### PROBLEMS AND TASKS
• A. Say whether each statement below agrees with the news item on Iran's enriched uranium metal, answering yes or no and quoting the deciding words of the item. (i) Qaribabadi described the end product as uranium silicide plate enriched to 20-percent purity. (ii) Khatibzadeh spoke a day before Qaribabadi's announcement. (iii) The joint statement came from the UK, France, and the United States.
• B. Answer these questions from the news item on Iran's enriched uranium metal.
(i) What does Tehran's research reactor produce?
(ii) Which agency did Iran say it had already informed?
(iii) What kinds of applications did Khatibzadeh say the product has?
• C. Continue the news item on Iran's enriched uranium metal from its last sentence.

FM: Iran to Enrich Uranium Metal for Peaceful Purposes
TEHRAN (FNA)- The Iranian foreign ministry in a statement underlined that the country intends to produce enriched uranium metal for peaceful goals, including application in Tehran’s research reactor that produces radioisotopes for medical purposes.
Foreign Ministry Spokesman Saeed Khatibzadeh made the remarks on Wednesday, a day after announcement of the prospect by Iran's representative to the international organizations in Vienna, Kazem Qaribabadi. The envoy described the end product as uranium silicide plate enriched to 20-percent purity level.
Khatibzadeh’s comments were meant as a reaction to an earlier joint statement by the UK, France, and Germany, which repeated their alleged “concerns” about Iran’s nuclear activities.
He refuted the statement, saying, “In line with standing procedures, we have [already] informed the International Atomic Energy Agency (IAEA) about this issue (the production process).”
“Contrary to these countries’ claims, this product enjoys peaceful, pharmaceutical, and humanitarian applications, and its production is in no way contradictory to Iran’s [nuclear] non-proliferation and safeguards commitments,” Khatibzadeh said.

### RECORDED DATA

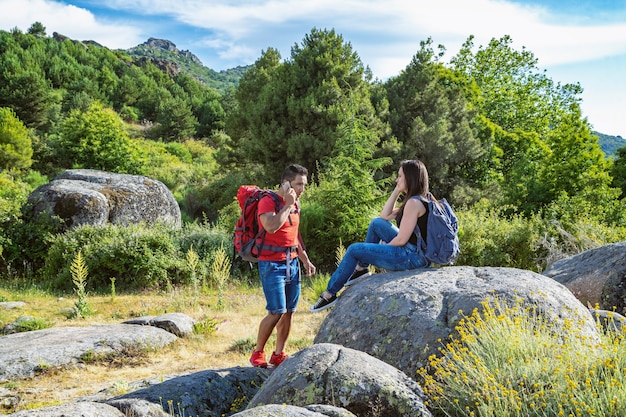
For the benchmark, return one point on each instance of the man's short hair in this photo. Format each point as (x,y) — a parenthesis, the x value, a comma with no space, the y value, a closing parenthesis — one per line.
(292,170)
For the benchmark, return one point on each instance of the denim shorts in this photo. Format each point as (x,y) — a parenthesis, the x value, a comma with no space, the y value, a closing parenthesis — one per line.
(281,292)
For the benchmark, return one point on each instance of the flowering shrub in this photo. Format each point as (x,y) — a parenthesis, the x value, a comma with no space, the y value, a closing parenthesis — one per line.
(512,361)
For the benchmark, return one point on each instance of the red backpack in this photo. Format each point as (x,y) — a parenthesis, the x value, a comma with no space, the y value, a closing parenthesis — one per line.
(249,237)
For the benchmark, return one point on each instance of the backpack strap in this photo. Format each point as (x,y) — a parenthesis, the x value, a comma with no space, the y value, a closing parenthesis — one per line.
(278,204)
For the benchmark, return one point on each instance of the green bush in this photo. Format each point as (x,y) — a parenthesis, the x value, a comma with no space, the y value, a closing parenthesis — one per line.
(489,238)
(138,257)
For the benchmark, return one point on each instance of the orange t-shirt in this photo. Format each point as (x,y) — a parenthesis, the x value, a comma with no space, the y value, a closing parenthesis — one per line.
(285,237)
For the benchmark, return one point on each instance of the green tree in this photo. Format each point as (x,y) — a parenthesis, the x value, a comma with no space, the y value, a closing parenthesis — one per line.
(536,127)
(292,111)
(23,84)
(37,29)
(96,139)
(175,119)
(16,148)
(618,170)
(432,120)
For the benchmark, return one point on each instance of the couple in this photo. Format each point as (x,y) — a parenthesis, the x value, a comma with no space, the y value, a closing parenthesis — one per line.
(387,246)
(279,270)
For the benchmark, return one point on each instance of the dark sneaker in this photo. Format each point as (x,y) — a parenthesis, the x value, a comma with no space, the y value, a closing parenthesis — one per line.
(258,359)
(355,275)
(322,304)
(278,359)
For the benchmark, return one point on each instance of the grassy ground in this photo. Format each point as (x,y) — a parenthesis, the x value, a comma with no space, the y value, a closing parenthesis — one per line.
(234,315)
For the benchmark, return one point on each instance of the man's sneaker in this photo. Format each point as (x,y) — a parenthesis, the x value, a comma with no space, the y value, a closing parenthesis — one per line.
(322,304)
(258,359)
(278,359)
(357,274)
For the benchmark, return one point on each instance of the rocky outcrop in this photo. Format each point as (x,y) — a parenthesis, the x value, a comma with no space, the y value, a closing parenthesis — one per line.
(211,393)
(403,317)
(363,361)
(347,378)
(24,355)
(84,196)
(596,277)
(284,410)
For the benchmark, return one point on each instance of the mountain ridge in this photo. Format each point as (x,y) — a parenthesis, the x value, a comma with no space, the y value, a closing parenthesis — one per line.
(187,62)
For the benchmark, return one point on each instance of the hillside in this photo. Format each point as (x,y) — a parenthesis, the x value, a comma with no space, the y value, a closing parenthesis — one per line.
(187,62)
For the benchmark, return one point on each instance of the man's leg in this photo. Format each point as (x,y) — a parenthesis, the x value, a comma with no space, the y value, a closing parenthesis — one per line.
(266,328)
(283,328)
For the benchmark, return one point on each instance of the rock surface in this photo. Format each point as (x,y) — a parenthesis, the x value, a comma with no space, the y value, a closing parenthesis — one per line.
(84,196)
(335,375)
(596,277)
(403,317)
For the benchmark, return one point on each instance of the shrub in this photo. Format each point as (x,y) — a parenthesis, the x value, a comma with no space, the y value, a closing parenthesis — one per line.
(490,238)
(139,257)
(510,361)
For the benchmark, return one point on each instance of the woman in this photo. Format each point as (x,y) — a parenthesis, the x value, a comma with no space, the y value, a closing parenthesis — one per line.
(387,246)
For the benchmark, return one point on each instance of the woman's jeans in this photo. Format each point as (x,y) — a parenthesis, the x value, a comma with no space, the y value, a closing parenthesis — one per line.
(375,251)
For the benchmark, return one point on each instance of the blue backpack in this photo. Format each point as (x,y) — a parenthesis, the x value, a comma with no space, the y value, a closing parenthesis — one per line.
(442,241)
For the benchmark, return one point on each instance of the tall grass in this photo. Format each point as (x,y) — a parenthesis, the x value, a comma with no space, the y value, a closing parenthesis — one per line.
(511,361)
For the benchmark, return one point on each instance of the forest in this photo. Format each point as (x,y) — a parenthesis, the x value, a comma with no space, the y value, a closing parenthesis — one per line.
(505,144)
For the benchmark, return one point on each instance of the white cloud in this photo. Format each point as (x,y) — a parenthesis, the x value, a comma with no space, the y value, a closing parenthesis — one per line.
(74,22)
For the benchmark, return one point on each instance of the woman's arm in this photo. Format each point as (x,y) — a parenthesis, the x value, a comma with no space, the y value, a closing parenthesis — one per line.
(413,209)
(389,209)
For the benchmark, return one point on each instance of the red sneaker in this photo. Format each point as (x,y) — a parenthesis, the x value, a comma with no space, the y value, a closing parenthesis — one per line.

### RESPONSES TO THE EXERCISE
• A.
(i) Yes: "The envoy described the end product as uranium silicide plate enriched to 20-percent purity level."
(ii) No: "made the remarks on Wednesday, a day after announcement of the prospect by Iran's representative to the international organizations in Vienna, Kazem Qaribabadi."
(iii) No: "an earlier joint statement by the UK, France, and Germany"

• B.
(i) Radioisotopes for medical purposes.
(ii) The International Atomic Energy Agency (IAEA).
(iii) Peaceful, pharmaceutical, and humanitarian applications.

• C.
The production process is part of the remedial nuclear measures that Iran began to take in 2018, a year after the US left a historic multilateral nuclear agreement with the country and others.
Washington then returned its illegal sanctions against Iran. The European trio bowed to the bans by stopping their trade with Tehran.
Khatibzadeh reminded that the European states were accusing Iran of violating its duties under the nuclear deal—officially known as the Joint Comprehensive Plan of Action (JCPOA)—while they, themselves, had never “gone beyond words” in implementing their own obligations.
“The countries have aligned themselves with the US’s oppressive pressure, enforcing the American extra-territorial and illegal sanctions,” he said.
The spokesman also addressed the US State Department’s similar incessant criticism of the Islamic Republic, calling it “unacceptable.”
He underlined that the “status quo” surrounding the JCPOA had come about as a result of the US’s own unlawful and unilateral steps, saying President Joe Biden’s administration had been keeping up predecessor Donald Trump’s “defeated maximum pressure policy” against the Iranian people.
“No one should except Iran to unilaterally observe its JCPOA commitments, while it is under tremendous pressure from the sanctions,” Khatibzadeh said.
The official, however, repeated the country’s assertion that it would stop its remedial measures and restore its cooperation with the IAEA to how it used to be, as soon as the sanctions were lifted.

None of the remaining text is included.